- **TASK STATEMENT**:
Reproduce each of the records below in full, including the requests, and shift every coordinate in the answers by adding 81 to it.

#####

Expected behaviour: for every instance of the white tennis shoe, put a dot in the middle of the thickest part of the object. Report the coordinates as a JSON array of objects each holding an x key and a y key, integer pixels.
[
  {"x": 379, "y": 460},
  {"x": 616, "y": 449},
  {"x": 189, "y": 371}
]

#####

- **COMPLETE RESPONSE**:
Expected behaviour: for every instance of the white tennis shoe, put a dot in the middle of the thickest part of the object. Report the coordinates as a JSON array of objects each holding an x key and a y key, integer pixels.
[
  {"x": 460, "y": 541},
  {"x": 697, "y": 530},
  {"x": 270, "y": 452}
]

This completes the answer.